• [Task prompt] Rewrite the data starting with the line that contains "Where can you find the man wearing" and going on through the line that contains "(1082, 731)", substituting "placing a pin" for every "dropping a marker" and changing nothing else. Leave the pictures out of your answer.

• [Data]
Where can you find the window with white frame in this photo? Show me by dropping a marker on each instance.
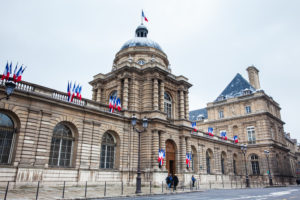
(251, 135)
(248, 109)
(7, 135)
(61, 146)
(108, 147)
(168, 104)
(221, 114)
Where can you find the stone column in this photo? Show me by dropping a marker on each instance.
(187, 115)
(162, 98)
(125, 94)
(181, 115)
(155, 94)
(162, 145)
(183, 153)
(99, 95)
(155, 148)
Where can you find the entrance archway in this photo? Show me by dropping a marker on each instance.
(171, 156)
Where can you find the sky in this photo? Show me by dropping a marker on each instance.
(208, 42)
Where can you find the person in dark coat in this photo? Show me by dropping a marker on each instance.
(175, 181)
(193, 180)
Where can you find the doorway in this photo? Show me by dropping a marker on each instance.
(170, 156)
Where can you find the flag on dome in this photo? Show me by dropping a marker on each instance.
(194, 126)
(210, 131)
(235, 139)
(144, 17)
(223, 135)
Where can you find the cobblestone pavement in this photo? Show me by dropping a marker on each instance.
(274, 193)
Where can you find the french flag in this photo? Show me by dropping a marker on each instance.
(5, 71)
(223, 135)
(194, 126)
(235, 139)
(210, 131)
(144, 17)
(119, 104)
(15, 75)
(19, 74)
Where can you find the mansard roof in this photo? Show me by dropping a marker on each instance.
(237, 87)
(199, 114)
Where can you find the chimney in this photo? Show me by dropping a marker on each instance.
(253, 77)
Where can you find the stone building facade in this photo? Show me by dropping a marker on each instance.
(46, 138)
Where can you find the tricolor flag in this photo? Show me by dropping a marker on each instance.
(235, 139)
(144, 17)
(210, 131)
(5, 72)
(119, 107)
(223, 135)
(194, 126)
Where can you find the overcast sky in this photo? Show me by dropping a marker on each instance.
(209, 42)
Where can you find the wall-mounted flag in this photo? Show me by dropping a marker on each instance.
(235, 139)
(210, 131)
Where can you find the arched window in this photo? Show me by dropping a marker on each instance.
(207, 162)
(6, 138)
(107, 151)
(61, 146)
(168, 105)
(255, 164)
(223, 157)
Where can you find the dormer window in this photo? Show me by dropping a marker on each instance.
(247, 91)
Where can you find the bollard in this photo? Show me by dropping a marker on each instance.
(105, 188)
(63, 196)
(85, 190)
(6, 191)
(122, 189)
(37, 191)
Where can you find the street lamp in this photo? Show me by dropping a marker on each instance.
(9, 88)
(244, 150)
(270, 176)
(145, 125)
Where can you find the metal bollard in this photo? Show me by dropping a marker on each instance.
(85, 190)
(122, 189)
(105, 188)
(37, 191)
(6, 191)
(63, 196)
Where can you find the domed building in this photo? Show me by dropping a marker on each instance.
(46, 138)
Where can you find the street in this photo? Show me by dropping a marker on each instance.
(276, 193)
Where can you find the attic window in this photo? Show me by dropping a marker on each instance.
(247, 91)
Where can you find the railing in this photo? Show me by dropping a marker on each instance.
(34, 89)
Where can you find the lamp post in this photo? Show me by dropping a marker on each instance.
(145, 125)
(9, 88)
(244, 151)
(270, 176)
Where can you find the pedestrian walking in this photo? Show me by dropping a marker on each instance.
(193, 180)
(175, 181)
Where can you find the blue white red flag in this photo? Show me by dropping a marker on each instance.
(210, 131)
(144, 17)
(5, 72)
(223, 135)
(235, 139)
(194, 126)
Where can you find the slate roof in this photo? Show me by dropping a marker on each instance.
(196, 114)
(235, 88)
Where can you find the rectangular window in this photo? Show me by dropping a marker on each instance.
(221, 114)
(248, 109)
(251, 135)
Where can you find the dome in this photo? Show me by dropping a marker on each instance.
(141, 39)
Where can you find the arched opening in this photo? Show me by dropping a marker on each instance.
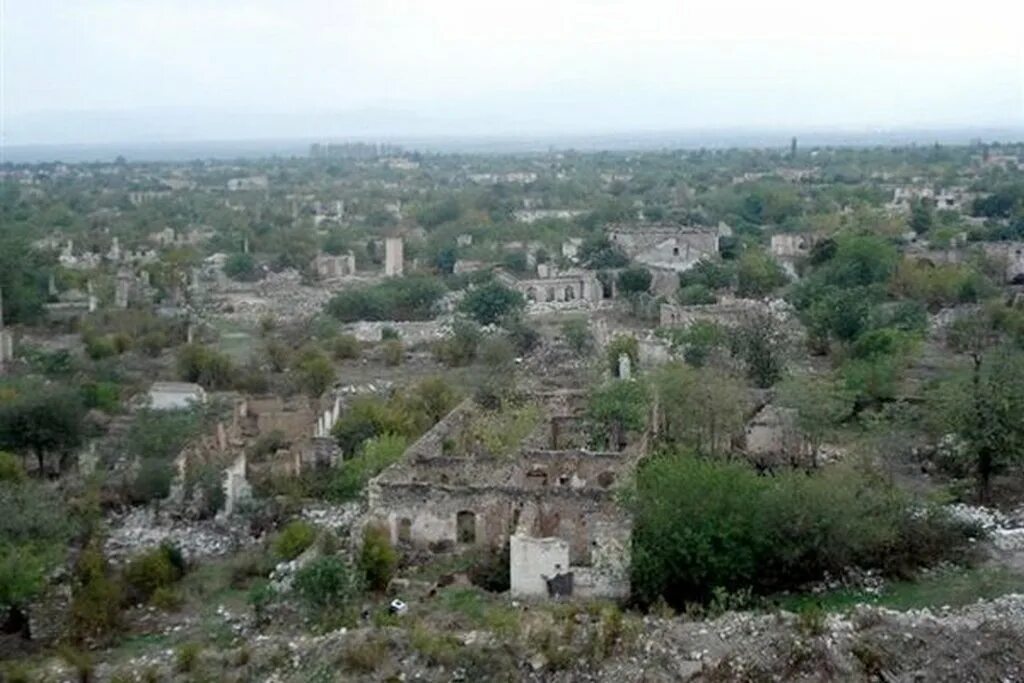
(404, 530)
(465, 523)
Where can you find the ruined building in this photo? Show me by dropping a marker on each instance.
(549, 499)
(393, 257)
(667, 247)
(552, 286)
(6, 339)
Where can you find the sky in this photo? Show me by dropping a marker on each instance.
(109, 71)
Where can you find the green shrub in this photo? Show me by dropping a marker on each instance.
(346, 347)
(328, 587)
(410, 298)
(10, 468)
(102, 395)
(351, 476)
(578, 336)
(493, 302)
(96, 597)
(156, 568)
(732, 529)
(393, 352)
(153, 481)
(99, 347)
(186, 657)
(460, 347)
(294, 539)
(207, 367)
(166, 598)
(378, 560)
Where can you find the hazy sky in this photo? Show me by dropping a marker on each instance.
(93, 71)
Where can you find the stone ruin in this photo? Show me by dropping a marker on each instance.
(551, 501)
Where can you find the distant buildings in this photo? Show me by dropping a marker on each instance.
(363, 151)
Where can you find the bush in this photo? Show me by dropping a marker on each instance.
(187, 657)
(10, 469)
(99, 347)
(578, 336)
(353, 473)
(393, 352)
(732, 529)
(460, 348)
(293, 540)
(410, 298)
(346, 347)
(328, 587)
(378, 559)
(160, 567)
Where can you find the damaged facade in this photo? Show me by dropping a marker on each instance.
(552, 502)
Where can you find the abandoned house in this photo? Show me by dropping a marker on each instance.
(667, 247)
(549, 499)
(175, 395)
(552, 286)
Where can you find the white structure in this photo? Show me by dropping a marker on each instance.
(532, 562)
(329, 267)
(175, 395)
(237, 487)
(393, 257)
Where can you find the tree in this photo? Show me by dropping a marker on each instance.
(623, 344)
(577, 334)
(492, 302)
(206, 366)
(922, 216)
(634, 281)
(760, 344)
(984, 408)
(698, 409)
(35, 529)
(410, 298)
(315, 373)
(820, 404)
(758, 274)
(42, 421)
(598, 253)
(615, 409)
(241, 266)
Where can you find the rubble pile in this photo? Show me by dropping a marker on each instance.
(142, 528)
(1006, 530)
(978, 642)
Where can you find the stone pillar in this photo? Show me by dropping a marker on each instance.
(625, 367)
(121, 294)
(393, 257)
(237, 487)
(92, 297)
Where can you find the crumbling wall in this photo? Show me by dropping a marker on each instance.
(531, 561)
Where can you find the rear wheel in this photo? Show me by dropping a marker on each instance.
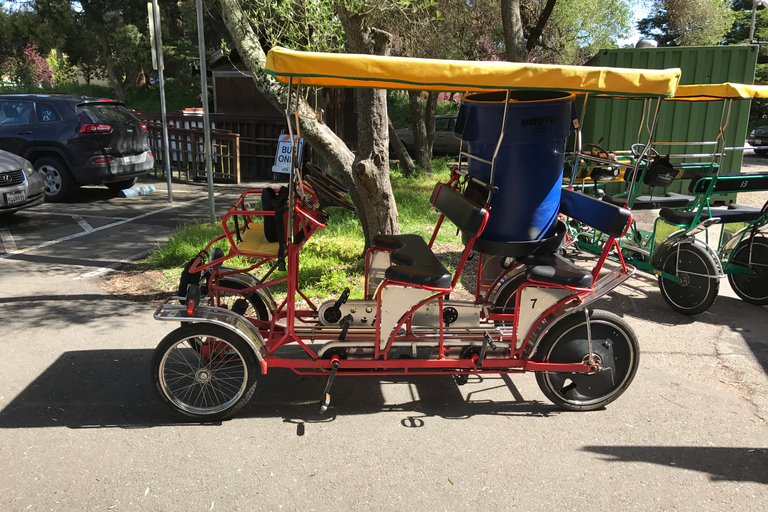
(697, 286)
(210, 383)
(59, 183)
(615, 349)
(751, 287)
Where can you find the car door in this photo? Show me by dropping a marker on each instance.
(17, 128)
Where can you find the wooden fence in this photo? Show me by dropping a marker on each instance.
(243, 147)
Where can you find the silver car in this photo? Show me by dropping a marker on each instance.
(20, 186)
(445, 141)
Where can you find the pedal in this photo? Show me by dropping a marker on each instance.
(487, 341)
(345, 323)
(325, 401)
(333, 313)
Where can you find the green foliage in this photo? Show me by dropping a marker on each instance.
(63, 71)
(688, 22)
(297, 24)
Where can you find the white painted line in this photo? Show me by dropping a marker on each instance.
(108, 268)
(8, 241)
(100, 228)
(83, 224)
(62, 214)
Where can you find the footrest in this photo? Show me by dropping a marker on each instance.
(413, 262)
(554, 269)
(734, 213)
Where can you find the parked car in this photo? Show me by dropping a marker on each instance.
(75, 140)
(445, 142)
(758, 139)
(20, 186)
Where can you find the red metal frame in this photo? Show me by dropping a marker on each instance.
(290, 324)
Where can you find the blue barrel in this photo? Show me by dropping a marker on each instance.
(529, 165)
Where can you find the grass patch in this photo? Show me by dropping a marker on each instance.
(333, 258)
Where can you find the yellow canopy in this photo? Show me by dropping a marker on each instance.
(349, 70)
(711, 92)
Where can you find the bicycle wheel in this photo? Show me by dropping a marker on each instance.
(208, 384)
(615, 349)
(752, 287)
(697, 286)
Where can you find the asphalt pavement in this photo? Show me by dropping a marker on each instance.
(81, 428)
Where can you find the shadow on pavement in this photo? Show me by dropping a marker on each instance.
(722, 464)
(112, 388)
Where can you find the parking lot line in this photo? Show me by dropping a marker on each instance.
(83, 224)
(100, 228)
(8, 242)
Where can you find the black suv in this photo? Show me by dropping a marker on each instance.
(75, 140)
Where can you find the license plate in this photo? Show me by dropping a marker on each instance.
(135, 159)
(12, 198)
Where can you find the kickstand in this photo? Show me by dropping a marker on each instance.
(325, 401)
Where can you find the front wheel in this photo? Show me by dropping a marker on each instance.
(697, 284)
(614, 348)
(210, 382)
(58, 180)
(751, 287)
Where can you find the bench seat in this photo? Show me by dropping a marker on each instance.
(413, 262)
(734, 213)
(255, 243)
(650, 202)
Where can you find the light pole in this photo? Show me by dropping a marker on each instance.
(755, 5)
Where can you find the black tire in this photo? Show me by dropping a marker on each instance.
(206, 387)
(59, 183)
(752, 287)
(615, 346)
(117, 186)
(696, 288)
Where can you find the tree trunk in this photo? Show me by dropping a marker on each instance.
(422, 145)
(370, 169)
(406, 162)
(512, 26)
(367, 182)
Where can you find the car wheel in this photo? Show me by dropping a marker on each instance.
(58, 180)
(117, 186)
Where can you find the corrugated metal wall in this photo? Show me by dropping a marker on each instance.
(618, 121)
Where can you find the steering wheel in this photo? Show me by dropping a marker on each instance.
(637, 149)
(327, 195)
(327, 180)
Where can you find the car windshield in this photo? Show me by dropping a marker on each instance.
(105, 113)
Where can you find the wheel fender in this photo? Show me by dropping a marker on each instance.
(217, 316)
(670, 243)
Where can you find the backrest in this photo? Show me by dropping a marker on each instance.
(467, 216)
(606, 217)
(730, 182)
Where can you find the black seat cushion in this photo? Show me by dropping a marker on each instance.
(554, 269)
(734, 213)
(413, 262)
(651, 202)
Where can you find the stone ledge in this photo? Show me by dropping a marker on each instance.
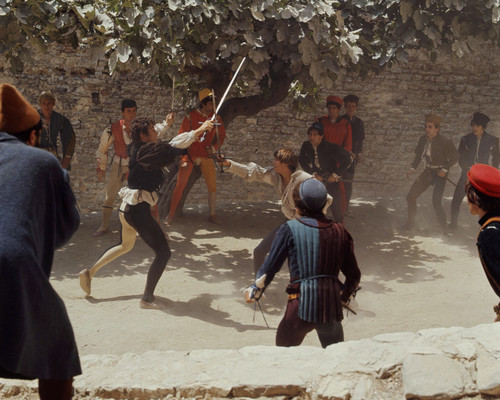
(431, 364)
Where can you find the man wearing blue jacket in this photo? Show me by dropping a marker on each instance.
(39, 214)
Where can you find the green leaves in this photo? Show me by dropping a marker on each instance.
(302, 40)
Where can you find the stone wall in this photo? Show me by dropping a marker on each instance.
(392, 105)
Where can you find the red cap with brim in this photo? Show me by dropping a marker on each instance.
(486, 179)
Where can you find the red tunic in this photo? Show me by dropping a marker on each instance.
(199, 148)
(339, 132)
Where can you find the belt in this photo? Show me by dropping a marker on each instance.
(293, 296)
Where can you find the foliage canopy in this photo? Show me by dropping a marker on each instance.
(293, 46)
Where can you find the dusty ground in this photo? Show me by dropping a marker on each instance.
(409, 282)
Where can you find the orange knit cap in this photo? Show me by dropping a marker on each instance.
(16, 114)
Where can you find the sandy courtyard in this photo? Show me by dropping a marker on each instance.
(408, 283)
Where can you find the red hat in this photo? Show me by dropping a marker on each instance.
(334, 100)
(16, 114)
(485, 179)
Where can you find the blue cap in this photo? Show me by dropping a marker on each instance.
(313, 194)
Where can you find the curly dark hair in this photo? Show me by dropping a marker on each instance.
(481, 200)
(304, 211)
(140, 125)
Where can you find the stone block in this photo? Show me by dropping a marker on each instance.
(488, 374)
(433, 376)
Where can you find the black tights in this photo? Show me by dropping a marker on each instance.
(140, 218)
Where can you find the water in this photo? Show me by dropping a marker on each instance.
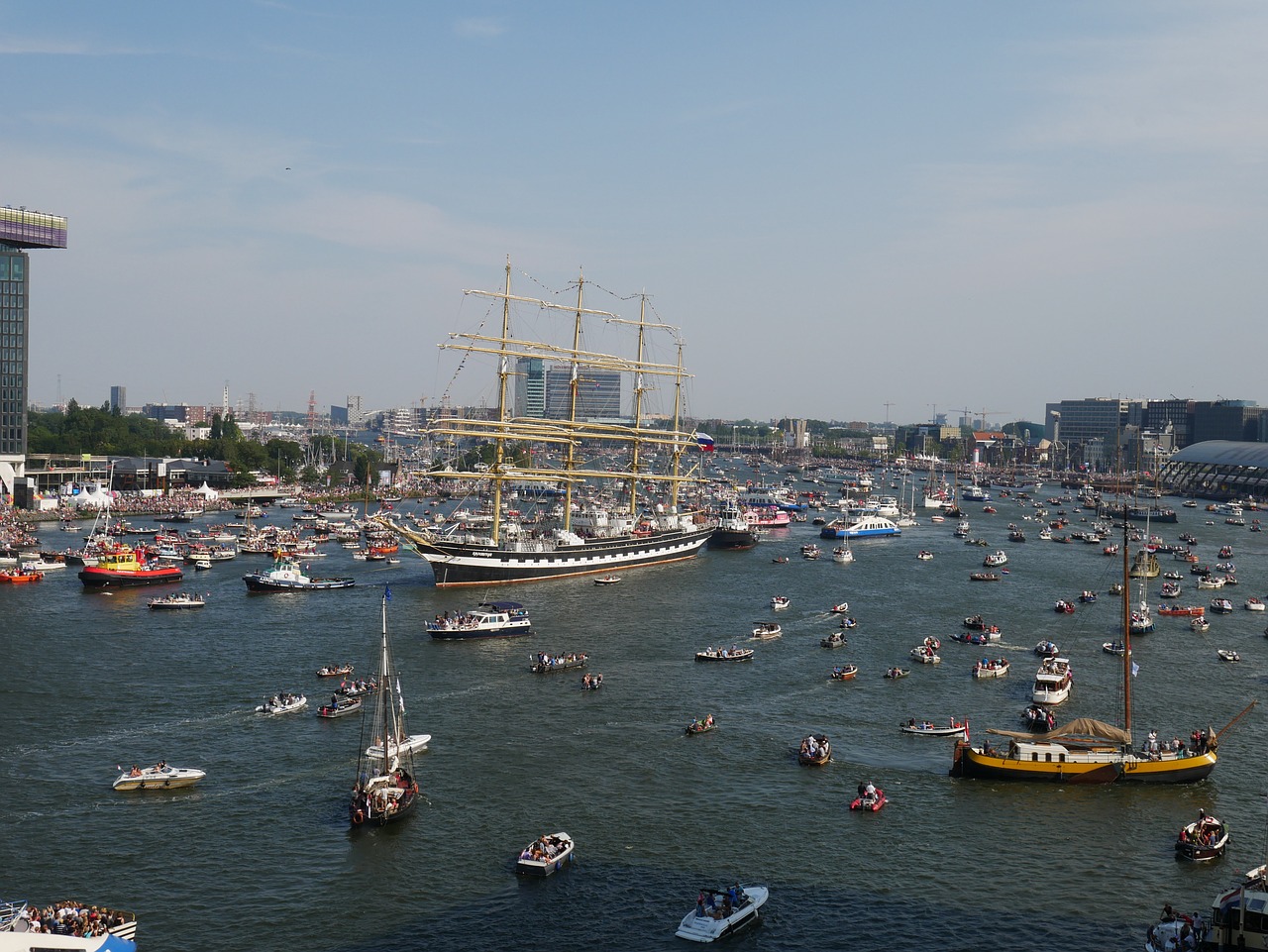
(261, 853)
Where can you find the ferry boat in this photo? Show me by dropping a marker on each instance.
(507, 550)
(123, 567)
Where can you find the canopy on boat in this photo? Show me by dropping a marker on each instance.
(1082, 731)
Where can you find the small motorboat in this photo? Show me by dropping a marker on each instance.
(546, 855)
(701, 725)
(815, 751)
(340, 707)
(1206, 838)
(721, 911)
(591, 683)
(926, 728)
(725, 654)
(870, 798)
(158, 778)
(176, 601)
(281, 702)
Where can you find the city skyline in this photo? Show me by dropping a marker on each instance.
(866, 211)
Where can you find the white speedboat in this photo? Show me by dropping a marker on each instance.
(158, 778)
(546, 855)
(411, 743)
(710, 920)
(283, 703)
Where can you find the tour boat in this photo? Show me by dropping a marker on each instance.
(485, 620)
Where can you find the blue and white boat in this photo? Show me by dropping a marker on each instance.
(859, 526)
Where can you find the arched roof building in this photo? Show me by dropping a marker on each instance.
(1218, 470)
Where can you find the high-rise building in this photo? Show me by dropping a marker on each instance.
(19, 230)
(530, 388)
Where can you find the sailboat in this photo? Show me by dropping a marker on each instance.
(385, 789)
(597, 540)
(1088, 751)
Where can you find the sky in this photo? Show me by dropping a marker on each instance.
(852, 211)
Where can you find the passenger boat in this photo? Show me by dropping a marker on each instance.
(926, 728)
(546, 663)
(99, 929)
(1086, 749)
(281, 702)
(158, 778)
(815, 751)
(119, 566)
(870, 798)
(546, 855)
(286, 576)
(21, 576)
(176, 601)
(1201, 841)
(384, 789)
(721, 911)
(991, 669)
(725, 654)
(586, 542)
(701, 725)
(340, 707)
(485, 620)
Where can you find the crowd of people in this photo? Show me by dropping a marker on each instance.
(73, 919)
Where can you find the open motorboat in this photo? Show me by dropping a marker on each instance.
(548, 853)
(815, 751)
(721, 911)
(1203, 839)
(176, 601)
(870, 798)
(485, 620)
(158, 778)
(926, 728)
(283, 702)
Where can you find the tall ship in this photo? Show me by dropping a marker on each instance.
(1088, 751)
(621, 456)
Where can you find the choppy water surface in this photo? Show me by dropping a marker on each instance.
(261, 855)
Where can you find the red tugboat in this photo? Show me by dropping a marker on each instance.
(122, 567)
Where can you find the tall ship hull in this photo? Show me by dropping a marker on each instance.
(472, 565)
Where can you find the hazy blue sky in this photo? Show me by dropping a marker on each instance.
(843, 204)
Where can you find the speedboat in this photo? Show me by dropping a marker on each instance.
(720, 912)
(283, 703)
(158, 778)
(546, 855)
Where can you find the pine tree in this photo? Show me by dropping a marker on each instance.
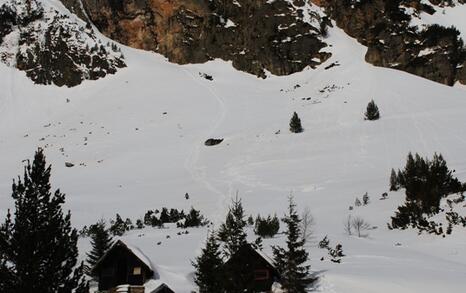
(295, 124)
(365, 199)
(394, 185)
(38, 246)
(372, 111)
(290, 261)
(101, 241)
(234, 237)
(117, 226)
(357, 202)
(193, 219)
(232, 231)
(208, 274)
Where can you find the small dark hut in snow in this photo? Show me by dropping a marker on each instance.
(259, 272)
(127, 268)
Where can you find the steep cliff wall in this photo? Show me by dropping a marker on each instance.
(385, 27)
(53, 47)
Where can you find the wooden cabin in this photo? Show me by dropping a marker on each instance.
(258, 272)
(125, 268)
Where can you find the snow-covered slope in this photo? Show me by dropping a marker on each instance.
(129, 156)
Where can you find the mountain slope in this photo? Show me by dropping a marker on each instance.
(129, 156)
(52, 45)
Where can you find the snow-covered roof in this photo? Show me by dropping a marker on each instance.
(132, 249)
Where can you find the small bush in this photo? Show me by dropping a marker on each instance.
(372, 111)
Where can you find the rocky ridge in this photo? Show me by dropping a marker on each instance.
(53, 47)
(281, 36)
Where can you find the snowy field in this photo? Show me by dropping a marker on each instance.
(129, 156)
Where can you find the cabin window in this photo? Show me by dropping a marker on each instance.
(137, 271)
(261, 275)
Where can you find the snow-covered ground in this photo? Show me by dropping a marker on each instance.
(129, 156)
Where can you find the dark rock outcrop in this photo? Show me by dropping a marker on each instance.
(213, 141)
(51, 47)
(435, 52)
(256, 35)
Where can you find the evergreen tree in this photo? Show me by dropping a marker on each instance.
(394, 186)
(365, 199)
(208, 274)
(295, 124)
(291, 261)
(164, 216)
(193, 219)
(372, 111)
(234, 237)
(38, 246)
(101, 241)
(324, 243)
(357, 202)
(232, 231)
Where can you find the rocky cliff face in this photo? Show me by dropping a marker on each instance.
(435, 52)
(52, 47)
(279, 36)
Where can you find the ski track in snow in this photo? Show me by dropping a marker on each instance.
(143, 160)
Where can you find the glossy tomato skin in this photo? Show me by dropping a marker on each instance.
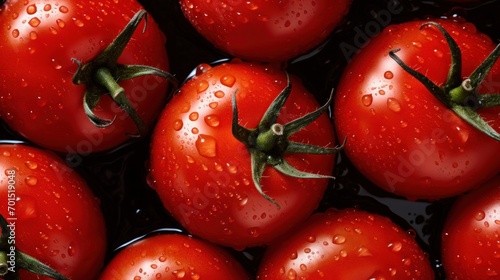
(173, 256)
(265, 30)
(40, 38)
(202, 172)
(58, 219)
(346, 244)
(400, 136)
(471, 235)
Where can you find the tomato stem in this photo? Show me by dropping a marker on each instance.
(461, 95)
(268, 143)
(102, 75)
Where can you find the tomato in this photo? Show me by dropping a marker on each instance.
(50, 82)
(265, 30)
(216, 166)
(173, 256)
(470, 246)
(52, 214)
(411, 137)
(346, 244)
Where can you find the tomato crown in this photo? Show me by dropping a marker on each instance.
(461, 95)
(101, 76)
(22, 260)
(268, 143)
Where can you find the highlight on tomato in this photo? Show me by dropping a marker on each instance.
(419, 108)
(262, 30)
(173, 256)
(346, 244)
(51, 222)
(81, 77)
(471, 234)
(242, 153)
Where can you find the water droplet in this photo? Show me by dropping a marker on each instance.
(228, 80)
(393, 104)
(31, 9)
(15, 33)
(193, 116)
(219, 94)
(338, 239)
(178, 124)
(202, 86)
(31, 181)
(388, 75)
(71, 249)
(206, 145)
(63, 9)
(34, 22)
(212, 120)
(367, 99)
(479, 216)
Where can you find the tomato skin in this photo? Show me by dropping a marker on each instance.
(399, 135)
(208, 187)
(40, 38)
(471, 234)
(173, 256)
(265, 30)
(58, 219)
(346, 244)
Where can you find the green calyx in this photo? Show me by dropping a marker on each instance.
(103, 74)
(268, 143)
(460, 95)
(11, 259)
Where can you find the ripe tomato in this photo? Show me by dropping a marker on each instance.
(265, 30)
(43, 43)
(470, 246)
(173, 256)
(346, 244)
(400, 135)
(215, 184)
(52, 214)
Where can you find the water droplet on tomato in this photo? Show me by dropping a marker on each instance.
(34, 22)
(31, 165)
(178, 124)
(206, 145)
(479, 216)
(193, 116)
(388, 75)
(228, 80)
(60, 23)
(31, 181)
(393, 104)
(212, 120)
(15, 33)
(367, 99)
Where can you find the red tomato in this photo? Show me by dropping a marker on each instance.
(471, 236)
(265, 30)
(346, 244)
(399, 135)
(52, 214)
(173, 256)
(204, 174)
(41, 42)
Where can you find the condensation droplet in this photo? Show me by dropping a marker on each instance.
(206, 145)
(393, 104)
(367, 99)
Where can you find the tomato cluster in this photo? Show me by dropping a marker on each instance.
(194, 139)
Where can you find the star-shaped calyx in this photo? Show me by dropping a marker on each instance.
(268, 142)
(102, 75)
(460, 95)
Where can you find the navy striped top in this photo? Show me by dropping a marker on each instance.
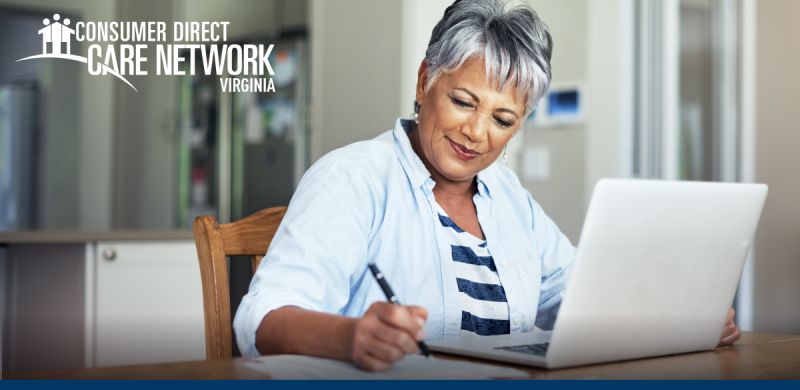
(484, 307)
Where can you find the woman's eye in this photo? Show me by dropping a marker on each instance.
(503, 123)
(460, 103)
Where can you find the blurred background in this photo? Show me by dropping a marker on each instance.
(99, 183)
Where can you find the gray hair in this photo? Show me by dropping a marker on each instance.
(515, 44)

• [Written answer]
Where can you find the man wearing blue jacket in this photo? Show me by placing a pin on each instance.
(39, 214)
Where can you find the green leaves in this photo? Show me by placing a pin on each instance.
(302, 40)
Where can you find the stone wall in this photo? Show me by placing a pin on each instance.
(392, 105)
Where can you find the red cap with brim in this photo? Show me by placing a pin on each instance.
(486, 179)
Where can you find the red tunic in this photo? Show me by placing a pin on each instance.
(199, 148)
(339, 132)
Where can you find the belt in this photo? Show me by placing a pin on each instance.
(293, 296)
Where can you find the foliage canopy in this photo? Show me by placing a pin on each instance.
(293, 46)
Where can you find the dusty ground in this photo? Show me by placing a pin on each instance.
(409, 282)
Where can you find the orange knit cap in this photo? Show me by placing a pin on each instance.
(16, 114)
Where can you find the sandy courtyard in this photo? Show me by placing a pin on each instance.
(408, 283)
Where can you find the red hat in this photo? Show me by placing a pin on each instance.
(334, 100)
(16, 114)
(485, 179)
Where can you find the blue cap in this photo? Show me by placing a pin on each instance.
(313, 194)
Where can you find the curly dark hair in this photo? Show me by placing a pin on each instance.
(481, 200)
(304, 211)
(140, 125)
Where can you find the stone block in this photo? Show me by placing a pin on each instance.
(488, 374)
(433, 376)
Where can you find the black tights in this photo? Show me by placing a pin on each instance.
(140, 218)
Where can you find the water in this photo? Show me by placing a pin on each instance.
(261, 853)
Where can you find the ferry boat in this photo? Show me by placing a pin on each instance.
(507, 550)
(123, 567)
Where can you find the canopy on boat in this photo? Show me by placing a pin on each instance.
(1082, 731)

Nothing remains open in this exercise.